Reading text:
— start —

High energy ignition, also known as H.E.I., is an electronic ignition system designed by the Delco-Remy Division of General Motors. It was used on all GM vehicles, at least in the North American market, from 1975 through the mid-1980s. There were many design variations over the years, and provisions for computer controls were added for some applications starting in the late 1970s. A predecessor system called "Unitized Ignition" was optional on 1972 and 1973 Pontiacs. 

Most—but not all—HEI systems have the ignition coil mounted in the distributor cap. A control module and magnetic pickup are mounted in the distributor, in place of a conventional ignition system's breaker points and condenser.

Control modules
There are four basic types of HEI control modules: four-, five-, seven-, and eight-pin. The four-pin module was used on carbureted engines and uses conventional mechanical timing controls (vacuum and centrifugal advance mechanisms). The five-pin module was introduced in 1978 and was an early attempt at electronic timing control; it contains a provision for connecting a knock sensor. The seven- and eight-pin modules are used on early computer-controlled engines in conjunction with fixed-timing distributors, as the computer controls the ignition timing.

— end —

(Boundary labeling entries)
— start —

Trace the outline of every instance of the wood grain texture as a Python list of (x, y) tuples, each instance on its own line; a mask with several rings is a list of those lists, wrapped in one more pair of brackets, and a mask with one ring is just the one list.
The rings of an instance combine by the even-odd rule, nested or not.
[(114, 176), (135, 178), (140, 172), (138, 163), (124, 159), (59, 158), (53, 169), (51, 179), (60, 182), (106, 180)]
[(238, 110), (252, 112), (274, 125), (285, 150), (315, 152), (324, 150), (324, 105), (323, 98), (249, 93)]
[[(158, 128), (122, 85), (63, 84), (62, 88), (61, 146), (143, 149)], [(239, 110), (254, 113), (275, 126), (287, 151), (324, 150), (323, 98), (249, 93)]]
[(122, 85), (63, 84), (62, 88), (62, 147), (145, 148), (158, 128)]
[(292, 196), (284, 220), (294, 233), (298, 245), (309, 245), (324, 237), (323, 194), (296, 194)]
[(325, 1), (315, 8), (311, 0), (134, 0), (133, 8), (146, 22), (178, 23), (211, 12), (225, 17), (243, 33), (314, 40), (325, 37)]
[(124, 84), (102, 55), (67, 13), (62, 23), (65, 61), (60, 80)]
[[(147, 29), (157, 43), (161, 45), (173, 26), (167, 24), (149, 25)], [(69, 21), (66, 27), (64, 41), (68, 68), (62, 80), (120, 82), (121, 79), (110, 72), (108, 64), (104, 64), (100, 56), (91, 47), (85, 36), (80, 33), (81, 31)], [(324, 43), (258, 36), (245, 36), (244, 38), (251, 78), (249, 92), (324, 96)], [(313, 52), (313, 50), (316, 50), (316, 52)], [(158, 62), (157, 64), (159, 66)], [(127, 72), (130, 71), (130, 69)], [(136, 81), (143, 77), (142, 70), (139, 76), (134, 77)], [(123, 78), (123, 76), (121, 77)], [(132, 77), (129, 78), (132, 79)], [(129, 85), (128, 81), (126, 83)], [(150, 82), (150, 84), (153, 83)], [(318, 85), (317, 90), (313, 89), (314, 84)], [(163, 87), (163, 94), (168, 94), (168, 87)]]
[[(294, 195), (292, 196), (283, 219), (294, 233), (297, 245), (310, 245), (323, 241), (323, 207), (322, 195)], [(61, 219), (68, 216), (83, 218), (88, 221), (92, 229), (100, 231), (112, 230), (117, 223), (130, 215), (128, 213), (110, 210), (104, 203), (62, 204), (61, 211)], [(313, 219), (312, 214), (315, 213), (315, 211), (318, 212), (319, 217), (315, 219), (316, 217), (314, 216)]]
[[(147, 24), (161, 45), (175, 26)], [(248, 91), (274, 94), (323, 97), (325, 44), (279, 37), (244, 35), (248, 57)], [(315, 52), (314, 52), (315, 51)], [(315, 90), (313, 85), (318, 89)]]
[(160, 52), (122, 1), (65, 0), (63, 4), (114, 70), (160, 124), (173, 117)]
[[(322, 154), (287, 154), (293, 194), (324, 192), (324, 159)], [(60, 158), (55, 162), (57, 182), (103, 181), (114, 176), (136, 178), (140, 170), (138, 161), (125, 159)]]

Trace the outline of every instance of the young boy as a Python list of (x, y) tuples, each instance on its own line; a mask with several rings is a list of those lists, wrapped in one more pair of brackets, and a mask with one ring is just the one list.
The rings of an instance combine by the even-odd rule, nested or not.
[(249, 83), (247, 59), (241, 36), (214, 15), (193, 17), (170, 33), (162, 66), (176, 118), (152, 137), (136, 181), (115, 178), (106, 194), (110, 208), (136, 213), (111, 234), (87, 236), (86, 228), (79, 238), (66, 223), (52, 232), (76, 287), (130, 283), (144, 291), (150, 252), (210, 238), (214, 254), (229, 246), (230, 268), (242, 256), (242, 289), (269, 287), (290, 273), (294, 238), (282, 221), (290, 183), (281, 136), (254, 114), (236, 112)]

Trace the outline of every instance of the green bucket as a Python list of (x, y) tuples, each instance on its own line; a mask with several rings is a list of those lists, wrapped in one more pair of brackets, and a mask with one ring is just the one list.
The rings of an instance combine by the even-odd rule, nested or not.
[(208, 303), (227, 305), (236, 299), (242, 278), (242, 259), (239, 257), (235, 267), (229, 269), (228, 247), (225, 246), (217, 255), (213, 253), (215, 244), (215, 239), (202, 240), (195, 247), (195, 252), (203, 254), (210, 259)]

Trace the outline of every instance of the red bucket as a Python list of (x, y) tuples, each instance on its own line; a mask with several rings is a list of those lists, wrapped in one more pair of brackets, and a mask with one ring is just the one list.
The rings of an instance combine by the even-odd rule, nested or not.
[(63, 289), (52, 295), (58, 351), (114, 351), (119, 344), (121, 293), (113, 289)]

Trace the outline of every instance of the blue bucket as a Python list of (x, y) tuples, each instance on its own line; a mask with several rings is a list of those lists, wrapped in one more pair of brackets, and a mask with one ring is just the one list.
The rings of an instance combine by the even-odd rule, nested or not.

— end —

What to do:
1) Repeat the high energy ignition text verbatim, from its first sentence to its last.
2) From the boundary labeling entries, reproduce verbatim the lines between the one containing "Trace the outline of every instance of the red" and the one containing "293), (113, 289)]", inclusive. Output only those lines.

Per-task answers:
1)
High energy ignition, also known as H.E.I., is an electronic ignition system designed by the Delco-Remy Division of General Motors. It was used on all GM vehicles, at least in the North American market, from 1975 through the mid-1980s. There were many design variations over the years, and provisions for computer controls were added for some applications starting in the late 1970s. A predecessor system called "Unitized Ignition" was optional on 1972 and 1973 Pontiacs. 

Most—but not all—HEI systems have the ignition coil mounted in the distributor cap. A control module and magnetic pickup are mounted in the distributor, in place of a conventional ignition system's breaker points and condenser.

Control modules
There are four basic types of HEI control modules: four-, five-, seven-, and eight-pin. The four-pin module was used on carbureted engines and uses conventional mechanical timing controls (vacuum and centrifugal advance mechanisms). The five-pin module was introduced in 1978 and was an early attempt at electronic timing control; it contains a provision for connecting a knock sensor. The seven- and eight-pin modules are used on early computer-controlled engines in conjunction with fixed-timing distributors, as the computer controls the ignition timing.

2)
Trace the outline of every instance of the red bucket as a Python list of (x, y) tuples, each instance on its own line; a mask with several rings is a list of those lists, wrapped in one more pair of brackets, and a mask with one ring is just the one list.
The rings of an instance combine by the even-odd rule, nested or not.
[(63, 289), (52, 295), (58, 351), (114, 351), (119, 344), (121, 293), (113, 289)]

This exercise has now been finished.